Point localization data
········

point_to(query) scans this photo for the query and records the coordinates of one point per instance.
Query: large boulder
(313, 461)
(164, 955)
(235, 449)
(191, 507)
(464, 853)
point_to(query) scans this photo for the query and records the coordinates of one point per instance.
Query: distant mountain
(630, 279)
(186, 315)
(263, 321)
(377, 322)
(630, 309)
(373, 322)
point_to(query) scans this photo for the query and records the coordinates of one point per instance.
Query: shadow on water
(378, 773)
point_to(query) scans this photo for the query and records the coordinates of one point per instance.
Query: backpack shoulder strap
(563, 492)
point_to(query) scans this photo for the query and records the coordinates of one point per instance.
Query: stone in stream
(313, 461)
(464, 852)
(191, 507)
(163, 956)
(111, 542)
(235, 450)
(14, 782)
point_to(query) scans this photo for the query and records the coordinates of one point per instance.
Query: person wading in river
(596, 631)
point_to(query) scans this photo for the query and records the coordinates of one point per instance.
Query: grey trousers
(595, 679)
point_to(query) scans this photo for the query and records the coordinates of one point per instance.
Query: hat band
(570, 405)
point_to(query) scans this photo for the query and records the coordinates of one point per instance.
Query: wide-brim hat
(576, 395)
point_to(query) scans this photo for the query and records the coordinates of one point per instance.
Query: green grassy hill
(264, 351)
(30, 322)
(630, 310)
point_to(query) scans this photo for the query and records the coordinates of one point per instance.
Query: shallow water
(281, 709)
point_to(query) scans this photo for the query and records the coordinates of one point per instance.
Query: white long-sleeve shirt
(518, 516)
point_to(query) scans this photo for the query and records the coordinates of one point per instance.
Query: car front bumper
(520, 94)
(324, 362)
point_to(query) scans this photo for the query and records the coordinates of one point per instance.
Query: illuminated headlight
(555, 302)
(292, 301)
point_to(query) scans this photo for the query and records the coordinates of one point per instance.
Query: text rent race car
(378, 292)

········

Required work -
Set the records down again in full, exactly as they read.

Task solution -
point_to(query) scans this photo for the query and records the coordinates of one point per instance.
Query: large boulder
(313, 461)
(164, 955)
(235, 449)
(191, 507)
(464, 853)
point_to(query) scans this photo for the query and records the coordinates of one point per instance.
Query: distant mountain
(630, 279)
(186, 315)
(263, 321)
(377, 322)
(630, 309)
(373, 322)
point_to(query) scans this photo for the query and records the coordinates of one point per instance.
Query: shadow on water
(378, 773)
point_to(query) scans this photo for the query and records the coordinates of one point per instance.
Query: backpack shoulder strap
(563, 492)
point_to(query) scans this photo for the query and records the coordinates of one point per instance.
Query: stone in stream
(313, 461)
(464, 852)
(191, 507)
(163, 956)
(111, 542)
(235, 450)
(14, 782)
point_to(query) scans this photo for the query and records the coordinates of one point per instance.
Query: person wading in river
(596, 631)
point_to(query) scans this photo for the query and records the coordinates of one point per instance.
Query: grey trousers
(595, 679)
point_to(query) scans this photo for the query and records the coordinates of one point per instance.
Query: hat band
(570, 405)
point_to(query) scans this photo for the query and records the coordinates of one point per instance.
Query: wide-brim hat
(576, 395)
point_to(query) scans this photo for the query and records the coordinates of one point per instance.
Query: green grassy hill
(264, 351)
(30, 322)
(630, 310)
point_to(query) scans this photo for the query and records the coordinates of one point per instance.
Query: shallow water
(281, 709)
point_to(query) scans this photo for the query and records the coordinates of one point per instance.
Query: white long-sleeve shirt
(518, 516)
point_to(query) scans this photo for the query and records the coordinates of one point per instance.
Query: car front bumper
(520, 94)
(324, 362)
point_to(query) scans this photo for the query and records the coordinates of one point per instance.
Query: illuminated headlight
(555, 302)
(292, 301)
point_to(query) scans this photo for the query and records the coordinates of one point per instance.
Query: text rent race car
(378, 292)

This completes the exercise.